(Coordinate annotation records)
# # # # # # #
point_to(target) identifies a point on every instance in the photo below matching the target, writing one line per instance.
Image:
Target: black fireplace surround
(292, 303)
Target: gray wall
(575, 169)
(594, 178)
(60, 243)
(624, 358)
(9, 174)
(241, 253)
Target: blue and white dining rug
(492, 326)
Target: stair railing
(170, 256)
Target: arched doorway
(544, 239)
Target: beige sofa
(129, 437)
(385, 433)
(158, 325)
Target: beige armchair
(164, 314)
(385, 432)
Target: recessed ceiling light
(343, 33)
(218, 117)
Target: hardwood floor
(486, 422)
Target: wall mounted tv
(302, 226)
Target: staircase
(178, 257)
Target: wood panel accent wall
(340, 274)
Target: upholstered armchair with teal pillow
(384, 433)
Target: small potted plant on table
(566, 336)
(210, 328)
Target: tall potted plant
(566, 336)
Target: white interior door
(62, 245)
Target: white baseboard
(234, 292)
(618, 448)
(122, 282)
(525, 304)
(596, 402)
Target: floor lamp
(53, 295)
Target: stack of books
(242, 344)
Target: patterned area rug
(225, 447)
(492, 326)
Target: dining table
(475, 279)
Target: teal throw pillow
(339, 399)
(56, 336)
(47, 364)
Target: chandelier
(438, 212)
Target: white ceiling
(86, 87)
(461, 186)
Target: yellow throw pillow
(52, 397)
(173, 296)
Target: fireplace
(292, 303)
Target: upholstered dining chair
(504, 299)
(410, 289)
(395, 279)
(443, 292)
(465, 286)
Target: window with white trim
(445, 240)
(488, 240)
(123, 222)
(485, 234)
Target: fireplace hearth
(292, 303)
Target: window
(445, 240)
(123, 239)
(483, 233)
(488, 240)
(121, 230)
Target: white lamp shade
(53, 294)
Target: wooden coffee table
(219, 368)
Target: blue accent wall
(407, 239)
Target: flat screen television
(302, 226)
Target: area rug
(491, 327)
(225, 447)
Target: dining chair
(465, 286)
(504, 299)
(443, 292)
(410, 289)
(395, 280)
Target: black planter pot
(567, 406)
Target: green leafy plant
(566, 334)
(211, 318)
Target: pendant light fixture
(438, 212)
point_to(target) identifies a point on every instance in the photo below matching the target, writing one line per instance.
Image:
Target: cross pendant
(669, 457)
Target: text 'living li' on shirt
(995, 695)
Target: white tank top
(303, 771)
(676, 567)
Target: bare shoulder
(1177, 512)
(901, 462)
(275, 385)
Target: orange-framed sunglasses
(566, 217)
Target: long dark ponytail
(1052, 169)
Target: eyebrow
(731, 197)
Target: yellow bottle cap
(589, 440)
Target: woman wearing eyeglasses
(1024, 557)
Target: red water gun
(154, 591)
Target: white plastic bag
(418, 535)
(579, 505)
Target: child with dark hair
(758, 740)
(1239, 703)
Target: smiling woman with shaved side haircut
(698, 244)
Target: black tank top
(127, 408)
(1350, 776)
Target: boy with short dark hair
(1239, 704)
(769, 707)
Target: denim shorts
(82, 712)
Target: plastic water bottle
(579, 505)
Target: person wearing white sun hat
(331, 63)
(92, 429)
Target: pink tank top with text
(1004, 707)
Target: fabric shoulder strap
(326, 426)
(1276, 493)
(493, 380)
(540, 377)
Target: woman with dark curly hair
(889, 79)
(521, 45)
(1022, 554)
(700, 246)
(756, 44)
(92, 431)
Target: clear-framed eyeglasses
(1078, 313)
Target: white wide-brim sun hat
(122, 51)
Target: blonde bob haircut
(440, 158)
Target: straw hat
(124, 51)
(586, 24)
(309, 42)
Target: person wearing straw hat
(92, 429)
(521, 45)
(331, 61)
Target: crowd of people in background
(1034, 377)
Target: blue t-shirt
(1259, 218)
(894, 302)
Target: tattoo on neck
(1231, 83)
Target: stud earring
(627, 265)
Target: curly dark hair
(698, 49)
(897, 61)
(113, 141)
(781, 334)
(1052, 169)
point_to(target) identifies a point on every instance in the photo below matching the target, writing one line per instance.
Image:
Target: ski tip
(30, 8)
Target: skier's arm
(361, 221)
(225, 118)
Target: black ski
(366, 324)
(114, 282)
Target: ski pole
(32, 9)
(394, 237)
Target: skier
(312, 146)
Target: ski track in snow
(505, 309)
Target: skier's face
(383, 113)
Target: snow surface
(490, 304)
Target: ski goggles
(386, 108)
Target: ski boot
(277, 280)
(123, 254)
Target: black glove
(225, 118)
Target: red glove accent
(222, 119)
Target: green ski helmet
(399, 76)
# # # # # # #
Output each record exactly, leaving nothing out.

point_to(target) identifies a point on every instance in the photo below matching the target, writing one line per instance.
Image:
Target: black fireplace surround
(292, 303)
Target: gray wall
(575, 169)
(594, 178)
(60, 243)
(624, 358)
(9, 174)
(241, 253)
Target: blue and white dining rug
(492, 326)
Target: stair railing
(170, 256)
Target: arched doorway
(544, 239)
Target: beige sofa
(129, 437)
(385, 433)
(158, 325)
Target: beige armchair
(164, 314)
(385, 432)
Target: recessed ceiling light
(343, 33)
(218, 117)
Target: hardwood floor
(486, 422)
Target: wall mounted tv
(302, 226)
Target: staircase
(178, 257)
Target: wood panel accent wall
(340, 274)
Target: upholstered armchair with teal pillow
(384, 433)
Target: small potted plant on table
(566, 336)
(210, 328)
Target: tall potted plant
(566, 336)
Target: white interior door
(62, 245)
Target: white baseboard
(234, 292)
(618, 448)
(122, 282)
(525, 304)
(596, 402)
Target: floor lamp
(53, 295)
Target: stack of books
(242, 344)
Target: patterned area rug
(225, 447)
(492, 326)
Target: dining table
(475, 279)
Target: teal throw pillow
(339, 399)
(56, 336)
(47, 364)
Target: chandelier
(438, 212)
Target: white ceiling
(86, 87)
(461, 186)
Target: yellow throw pillow
(52, 397)
(173, 296)
Target: fireplace
(292, 303)
Target: upholstered dining chair
(504, 299)
(410, 289)
(395, 279)
(443, 292)
(465, 286)
Target: window with white trim
(445, 240)
(488, 240)
(123, 222)
(485, 234)
Target: fireplace hearth
(292, 303)
Target: window
(445, 240)
(123, 239)
(483, 233)
(488, 240)
(121, 230)
Target: white lamp shade
(53, 294)
Target: wooden coffee table
(219, 368)
Target: blue accent wall
(407, 239)
Target: flat screen television
(302, 226)
Target: area rug
(491, 327)
(225, 447)
Target: dining chair
(465, 286)
(504, 299)
(443, 292)
(410, 289)
(395, 280)
Target: black planter pot
(567, 406)
Target: green leafy plant
(566, 334)
(211, 318)
Target: pendant light fixture
(438, 212)
point_to(target) identifies a point on every instance in the photo below matching the target, writing one line per instance.
Image:
Target: cross pendant
(669, 457)
Target: text 'living li' on shirt
(995, 695)
Target: white tank top
(303, 771)
(676, 567)
Target: bare shoulder
(1177, 512)
(901, 462)
(275, 385)
Target: orange-framed sunglasses
(566, 217)
Target: long dark ponytail
(1052, 169)
Target: eyebrow
(731, 197)
Target: yellow bottle cap
(589, 440)
Target: woman wearing eyeglasses
(1024, 557)
Target: red water gun
(154, 591)
Target: white plastic bag
(418, 535)
(579, 505)
Target: child with dark hair
(758, 740)
(1239, 703)
Target: smiling woman with shaved side haircut
(698, 244)
Target: black tank top
(127, 408)
(1350, 776)
Target: boy with short dark hair
(1239, 704)
(769, 707)
Target: denim shorts
(82, 712)
Target: plastic water bottle
(579, 505)
Target: person wearing white sun hat
(331, 63)
(92, 429)
Target: pink tank top with text
(1004, 707)
Target: fabric shoulder strap
(326, 426)
(1276, 493)
(493, 380)
(540, 377)
Target: woman with dark curly hair
(889, 79)
(521, 45)
(1022, 554)
(700, 246)
(756, 44)
(92, 431)
Target: clear-framed eyeglasses
(1078, 313)
Target: white wide-brim sun hat
(122, 51)
Target: blonde bob haircut
(440, 158)
Target: straw hat
(124, 51)
(586, 24)
(309, 42)
Target: person wearing straw hat
(92, 429)
(521, 45)
(331, 61)
Target: crowd of people in background
(1034, 377)
Target: blue t-shirt
(1259, 218)
(894, 302)
Target: tattoo on neck
(1231, 83)
Target: stud earring
(627, 265)
Target: curly dark hair
(698, 49)
(897, 61)
(113, 141)
(781, 334)
(1052, 169)
point_to(target) identifies a point on every instance in the photo below matching the target, writing one line per instance.
Image:
Target: ski tip
(30, 8)
Target: skier's arm
(361, 221)
(225, 118)
Target: black ski
(366, 324)
(114, 282)
Target: ski pole
(32, 9)
(394, 237)
Target: skier
(312, 146)
Target: ski track in snow
(505, 309)
Target: skier's face
(383, 113)
Target: snow surface
(490, 304)
Target: ski goggles
(386, 108)
Target: ski boot
(277, 280)
(123, 254)
Target: black glove
(225, 118)
Target: red glove accent
(222, 119)
Target: green ski helmet
(399, 76)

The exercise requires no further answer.